▶ **Requirements**: Can you quote the lines below exactly, starting at the line with "the side mirror" and going through the last one?

▶ **The data**:
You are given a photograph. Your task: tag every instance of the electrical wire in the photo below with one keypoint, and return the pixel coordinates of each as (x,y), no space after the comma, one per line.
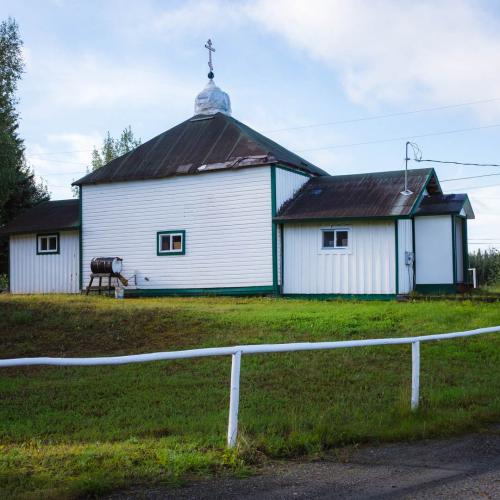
(402,138)
(378,117)
(470,177)
(460,163)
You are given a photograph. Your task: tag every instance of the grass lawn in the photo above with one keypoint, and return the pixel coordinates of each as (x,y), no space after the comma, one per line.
(66,432)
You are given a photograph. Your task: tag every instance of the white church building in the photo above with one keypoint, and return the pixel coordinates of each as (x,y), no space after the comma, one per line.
(214,207)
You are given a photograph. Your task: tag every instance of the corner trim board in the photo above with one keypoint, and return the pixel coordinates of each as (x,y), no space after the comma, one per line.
(274,235)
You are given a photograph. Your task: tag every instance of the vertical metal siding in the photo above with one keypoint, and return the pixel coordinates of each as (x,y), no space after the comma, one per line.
(405,244)
(226,216)
(433,250)
(287,184)
(369,268)
(32,273)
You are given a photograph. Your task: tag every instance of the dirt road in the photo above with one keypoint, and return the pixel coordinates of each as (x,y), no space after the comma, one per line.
(462,467)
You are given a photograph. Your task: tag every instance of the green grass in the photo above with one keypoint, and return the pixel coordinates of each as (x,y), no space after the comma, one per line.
(85,431)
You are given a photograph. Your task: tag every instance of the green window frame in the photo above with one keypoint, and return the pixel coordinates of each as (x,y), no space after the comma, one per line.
(171,242)
(48,244)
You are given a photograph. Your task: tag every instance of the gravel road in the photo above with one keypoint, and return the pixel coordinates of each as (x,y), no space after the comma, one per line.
(461,467)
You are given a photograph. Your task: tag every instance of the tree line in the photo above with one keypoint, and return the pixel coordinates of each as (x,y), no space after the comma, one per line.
(487,264)
(19,188)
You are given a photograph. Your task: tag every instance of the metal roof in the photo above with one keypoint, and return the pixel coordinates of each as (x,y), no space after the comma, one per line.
(48,216)
(444,204)
(360,195)
(202,143)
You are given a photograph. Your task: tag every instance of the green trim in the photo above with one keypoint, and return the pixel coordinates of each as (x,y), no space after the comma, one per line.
(168,254)
(341,296)
(58,228)
(325,220)
(439,288)
(274,234)
(299,172)
(416,203)
(9,272)
(159,292)
(80,237)
(454,247)
(397,255)
(282,257)
(53,233)
(465,247)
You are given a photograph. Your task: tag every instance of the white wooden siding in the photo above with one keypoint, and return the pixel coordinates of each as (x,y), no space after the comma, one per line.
(226,216)
(287,184)
(433,250)
(51,273)
(368,268)
(405,244)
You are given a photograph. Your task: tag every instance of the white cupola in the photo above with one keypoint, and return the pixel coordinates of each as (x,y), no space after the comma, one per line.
(211,99)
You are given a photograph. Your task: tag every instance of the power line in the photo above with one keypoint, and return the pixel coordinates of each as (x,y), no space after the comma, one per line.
(388,115)
(475,187)
(403,138)
(470,177)
(460,163)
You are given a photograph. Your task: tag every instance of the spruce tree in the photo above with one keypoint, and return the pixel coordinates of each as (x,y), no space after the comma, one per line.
(18,187)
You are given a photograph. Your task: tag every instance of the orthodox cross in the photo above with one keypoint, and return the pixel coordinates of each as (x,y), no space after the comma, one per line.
(208,46)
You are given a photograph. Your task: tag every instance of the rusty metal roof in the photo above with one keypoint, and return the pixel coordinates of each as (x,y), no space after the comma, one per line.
(48,216)
(201,144)
(358,196)
(444,204)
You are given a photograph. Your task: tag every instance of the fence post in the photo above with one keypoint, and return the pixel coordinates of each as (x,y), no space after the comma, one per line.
(415,374)
(234,401)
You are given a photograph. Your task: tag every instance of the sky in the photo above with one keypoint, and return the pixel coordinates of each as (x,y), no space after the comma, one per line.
(344,83)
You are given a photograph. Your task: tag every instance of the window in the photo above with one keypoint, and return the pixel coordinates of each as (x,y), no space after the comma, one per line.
(335,239)
(171,242)
(47,243)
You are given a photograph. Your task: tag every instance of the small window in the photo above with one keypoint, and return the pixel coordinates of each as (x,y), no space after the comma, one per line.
(47,243)
(171,243)
(335,239)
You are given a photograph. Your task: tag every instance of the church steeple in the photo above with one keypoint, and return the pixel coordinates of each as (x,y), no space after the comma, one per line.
(211,99)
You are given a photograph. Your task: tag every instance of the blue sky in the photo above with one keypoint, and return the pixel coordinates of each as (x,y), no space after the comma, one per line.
(95,66)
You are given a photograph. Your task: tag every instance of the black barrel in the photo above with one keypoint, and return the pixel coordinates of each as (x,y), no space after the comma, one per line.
(106,265)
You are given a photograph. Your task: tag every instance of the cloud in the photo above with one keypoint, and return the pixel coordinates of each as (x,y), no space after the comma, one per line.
(80,81)
(70,162)
(388,51)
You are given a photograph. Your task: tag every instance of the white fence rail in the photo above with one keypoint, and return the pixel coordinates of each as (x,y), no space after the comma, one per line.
(236,353)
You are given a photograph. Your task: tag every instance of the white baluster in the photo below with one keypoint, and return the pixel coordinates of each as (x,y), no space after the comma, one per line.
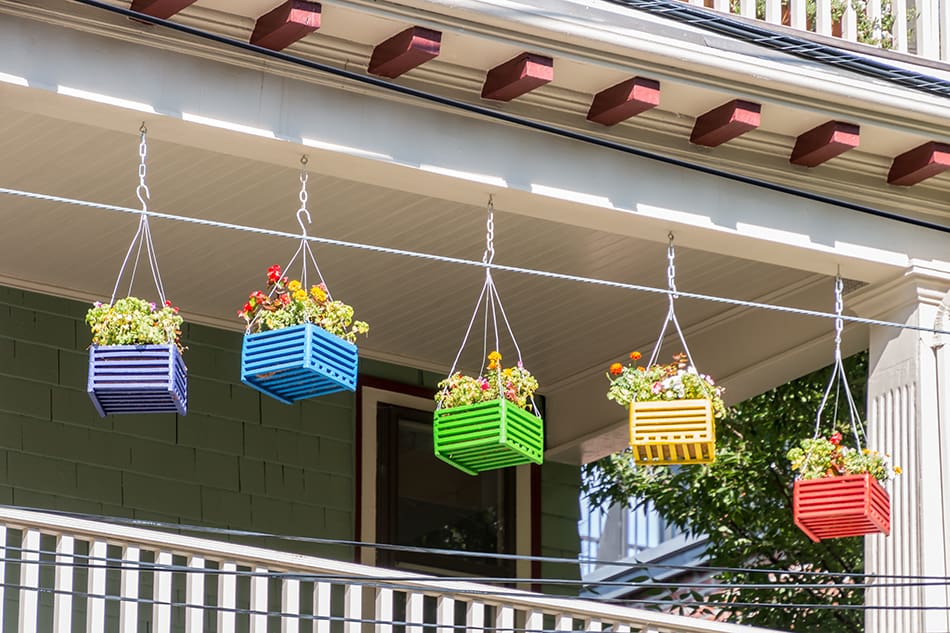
(534,622)
(227,596)
(352,609)
(162,591)
(259,601)
(63,585)
(321,607)
(96,602)
(29,580)
(290,605)
(414,615)
(823,17)
(505,619)
(445,615)
(798,19)
(475,616)
(129,590)
(195,595)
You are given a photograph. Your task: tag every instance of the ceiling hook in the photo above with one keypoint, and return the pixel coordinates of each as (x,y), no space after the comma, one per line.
(303,229)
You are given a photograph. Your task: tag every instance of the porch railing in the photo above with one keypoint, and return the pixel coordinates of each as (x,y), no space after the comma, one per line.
(59,572)
(921,27)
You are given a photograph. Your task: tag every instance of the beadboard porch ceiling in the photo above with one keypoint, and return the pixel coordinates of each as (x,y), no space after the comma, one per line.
(418,309)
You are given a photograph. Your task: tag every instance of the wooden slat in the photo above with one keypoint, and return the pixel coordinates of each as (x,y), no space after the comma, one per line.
(194,595)
(227,596)
(258,606)
(96,602)
(384,610)
(445,615)
(414,613)
(321,607)
(352,608)
(29,581)
(162,592)
(62,584)
(129,589)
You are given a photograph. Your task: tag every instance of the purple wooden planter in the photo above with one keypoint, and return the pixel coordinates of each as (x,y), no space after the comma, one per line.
(299,362)
(137,379)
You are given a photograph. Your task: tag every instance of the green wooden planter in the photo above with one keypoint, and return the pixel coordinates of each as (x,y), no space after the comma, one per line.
(488,435)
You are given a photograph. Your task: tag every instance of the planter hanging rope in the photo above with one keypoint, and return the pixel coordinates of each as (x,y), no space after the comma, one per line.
(497,423)
(839,502)
(143,376)
(677,431)
(291,362)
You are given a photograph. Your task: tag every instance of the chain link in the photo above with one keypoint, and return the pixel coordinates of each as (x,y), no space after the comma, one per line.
(671,269)
(489,255)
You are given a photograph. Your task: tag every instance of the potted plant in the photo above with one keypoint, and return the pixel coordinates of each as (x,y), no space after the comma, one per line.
(489,421)
(838,491)
(135,361)
(300,343)
(672,410)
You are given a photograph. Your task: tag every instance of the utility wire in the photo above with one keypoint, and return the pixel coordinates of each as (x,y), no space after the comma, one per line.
(510,118)
(468,262)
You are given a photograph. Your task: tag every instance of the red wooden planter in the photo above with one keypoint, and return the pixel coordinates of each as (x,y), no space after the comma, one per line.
(848,505)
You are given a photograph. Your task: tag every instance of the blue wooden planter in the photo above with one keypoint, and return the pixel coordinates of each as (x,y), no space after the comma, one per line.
(299,362)
(137,379)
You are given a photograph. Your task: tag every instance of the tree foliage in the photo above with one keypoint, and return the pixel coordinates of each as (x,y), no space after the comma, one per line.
(742,503)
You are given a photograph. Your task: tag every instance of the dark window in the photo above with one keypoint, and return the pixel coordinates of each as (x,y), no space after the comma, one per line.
(424,502)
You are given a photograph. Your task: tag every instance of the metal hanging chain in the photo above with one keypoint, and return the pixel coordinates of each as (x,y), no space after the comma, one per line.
(143,235)
(839,381)
(303,250)
(492,305)
(671,312)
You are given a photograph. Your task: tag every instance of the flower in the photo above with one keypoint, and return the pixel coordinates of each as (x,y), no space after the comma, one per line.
(515,384)
(825,457)
(134,321)
(289,304)
(675,381)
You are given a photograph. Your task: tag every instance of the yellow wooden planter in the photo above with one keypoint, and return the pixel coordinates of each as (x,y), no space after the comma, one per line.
(672,432)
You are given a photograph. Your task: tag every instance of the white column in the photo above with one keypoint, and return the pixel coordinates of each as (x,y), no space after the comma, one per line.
(908,402)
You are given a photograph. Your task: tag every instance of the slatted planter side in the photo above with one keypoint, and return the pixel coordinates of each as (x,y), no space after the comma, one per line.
(137,379)
(487,436)
(672,432)
(847,505)
(299,362)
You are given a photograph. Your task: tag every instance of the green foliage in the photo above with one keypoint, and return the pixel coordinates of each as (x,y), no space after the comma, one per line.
(134,321)
(742,503)
(513,383)
(675,381)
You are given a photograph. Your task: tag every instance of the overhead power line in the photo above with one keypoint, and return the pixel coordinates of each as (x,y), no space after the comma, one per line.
(466,262)
(511,118)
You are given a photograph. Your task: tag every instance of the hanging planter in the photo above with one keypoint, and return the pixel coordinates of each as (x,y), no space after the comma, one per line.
(300,342)
(844,505)
(488,421)
(474,429)
(839,491)
(135,361)
(673,432)
(672,407)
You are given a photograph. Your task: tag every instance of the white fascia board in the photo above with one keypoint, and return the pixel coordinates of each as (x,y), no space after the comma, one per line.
(604,33)
(441,153)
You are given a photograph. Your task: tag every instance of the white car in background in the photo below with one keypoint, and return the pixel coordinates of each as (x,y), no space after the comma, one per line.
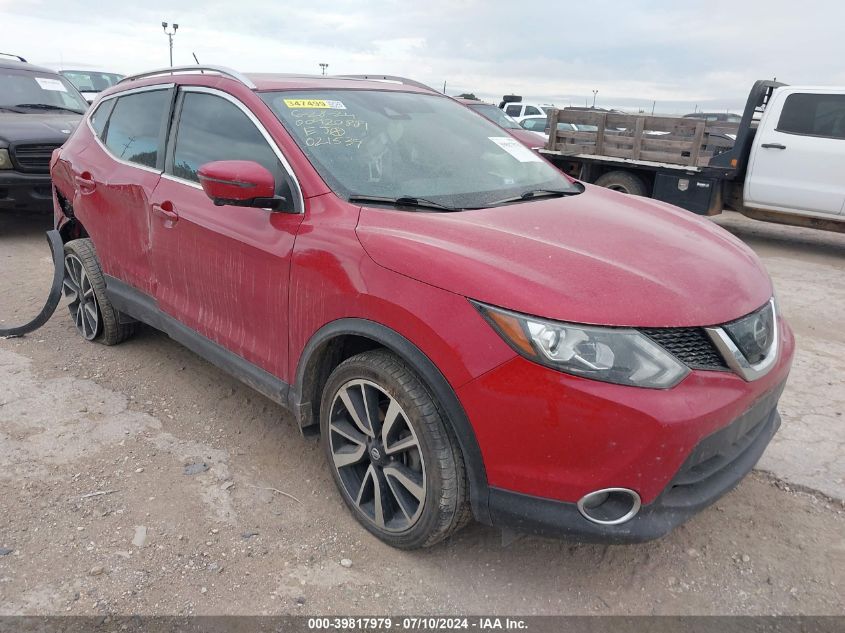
(89,80)
(519,110)
(539,125)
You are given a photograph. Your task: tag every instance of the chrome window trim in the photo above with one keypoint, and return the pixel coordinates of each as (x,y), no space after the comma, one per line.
(97,137)
(736,359)
(273,146)
(182,181)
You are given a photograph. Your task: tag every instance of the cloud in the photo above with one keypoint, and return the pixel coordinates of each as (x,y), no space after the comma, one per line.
(633,53)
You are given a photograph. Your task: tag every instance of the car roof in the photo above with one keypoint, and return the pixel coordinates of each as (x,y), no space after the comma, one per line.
(15,65)
(285,81)
(472,101)
(218,75)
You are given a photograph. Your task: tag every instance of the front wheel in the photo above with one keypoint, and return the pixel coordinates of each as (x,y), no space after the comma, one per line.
(623,182)
(392,456)
(84,287)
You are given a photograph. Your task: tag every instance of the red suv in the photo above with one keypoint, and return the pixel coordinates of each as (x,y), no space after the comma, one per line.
(472,333)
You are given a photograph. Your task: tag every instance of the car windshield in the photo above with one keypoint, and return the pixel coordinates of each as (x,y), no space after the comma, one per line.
(497,115)
(91,81)
(35,92)
(373,143)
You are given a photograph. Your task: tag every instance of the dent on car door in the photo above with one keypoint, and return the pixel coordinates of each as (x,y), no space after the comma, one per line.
(223,270)
(115,178)
(798,161)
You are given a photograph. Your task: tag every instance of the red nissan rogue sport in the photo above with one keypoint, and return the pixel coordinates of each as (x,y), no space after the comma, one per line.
(471,332)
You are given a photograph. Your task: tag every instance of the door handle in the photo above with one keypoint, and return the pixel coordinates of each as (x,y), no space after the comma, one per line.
(85,182)
(166,211)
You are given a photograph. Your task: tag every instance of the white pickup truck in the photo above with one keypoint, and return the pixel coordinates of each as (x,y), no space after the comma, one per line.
(784,162)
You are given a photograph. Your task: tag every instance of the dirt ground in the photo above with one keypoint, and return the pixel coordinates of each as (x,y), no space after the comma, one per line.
(124,422)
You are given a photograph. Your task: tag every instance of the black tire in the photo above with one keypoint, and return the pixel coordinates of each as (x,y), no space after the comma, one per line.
(624,182)
(108,329)
(445,508)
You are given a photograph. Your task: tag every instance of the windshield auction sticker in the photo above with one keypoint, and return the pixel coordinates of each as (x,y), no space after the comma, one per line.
(324,104)
(50,84)
(515,149)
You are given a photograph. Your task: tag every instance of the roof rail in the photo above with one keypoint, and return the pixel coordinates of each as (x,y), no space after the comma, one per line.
(395,78)
(18,57)
(172,70)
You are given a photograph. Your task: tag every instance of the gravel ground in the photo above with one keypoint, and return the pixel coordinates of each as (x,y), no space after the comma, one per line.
(141,479)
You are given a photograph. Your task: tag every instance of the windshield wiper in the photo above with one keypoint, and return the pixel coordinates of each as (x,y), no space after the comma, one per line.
(538,193)
(47,106)
(403,201)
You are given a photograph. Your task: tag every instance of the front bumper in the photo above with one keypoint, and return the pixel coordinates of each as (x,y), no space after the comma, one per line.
(25,192)
(716,466)
(549,438)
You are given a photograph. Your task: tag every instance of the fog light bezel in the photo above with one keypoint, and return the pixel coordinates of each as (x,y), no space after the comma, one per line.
(636,504)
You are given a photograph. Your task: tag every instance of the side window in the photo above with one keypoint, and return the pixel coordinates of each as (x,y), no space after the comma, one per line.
(134,127)
(212,128)
(814,115)
(101,115)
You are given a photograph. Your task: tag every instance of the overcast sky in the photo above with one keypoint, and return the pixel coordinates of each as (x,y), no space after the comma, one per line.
(679,53)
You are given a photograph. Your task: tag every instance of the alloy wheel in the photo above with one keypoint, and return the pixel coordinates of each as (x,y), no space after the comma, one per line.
(82,300)
(377,455)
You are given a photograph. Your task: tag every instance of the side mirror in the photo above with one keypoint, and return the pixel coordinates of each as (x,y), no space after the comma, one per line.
(241,183)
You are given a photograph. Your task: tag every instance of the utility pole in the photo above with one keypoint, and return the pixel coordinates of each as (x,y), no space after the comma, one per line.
(170,35)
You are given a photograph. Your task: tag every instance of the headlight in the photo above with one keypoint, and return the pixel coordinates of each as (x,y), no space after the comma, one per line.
(619,355)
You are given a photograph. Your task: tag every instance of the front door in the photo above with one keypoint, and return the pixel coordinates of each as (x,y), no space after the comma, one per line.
(116,177)
(797,164)
(223,271)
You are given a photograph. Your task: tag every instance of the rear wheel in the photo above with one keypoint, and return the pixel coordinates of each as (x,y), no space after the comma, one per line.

▶ **The completed task**:
You are given a photograph. Your task: tag every instance of the side mirror in the photo above with one keypoint, and return the pixel coordinates of each as (x,y), no space after the comma, one per line.
(241,183)
You are given a photograph. Your task: tag every instance of the utility pole in the photo above with one keypoint, and return the pixel coordinates of each as (x,y), no space after the comma, one per line.
(170,35)
You are given a photograph. Your task: tag every instance of the headlight in the photo above with one keypoint, and return the pixel coordinates of each as (x,y), no space after the comma, one per line.
(619,355)
You are given a photograph. Your task: tag every instance of the front door in the photo above with one keypoint, and return the pixel coordinates of each as (x,y), no space after the comma, one per line.
(116,177)
(797,164)
(223,271)
You are given a photograph. Your task: tag every instance of the rear wheel in the photo above with one keypoint, and return the pixel coordinates of each as (x,y), no space after the comma, one per line.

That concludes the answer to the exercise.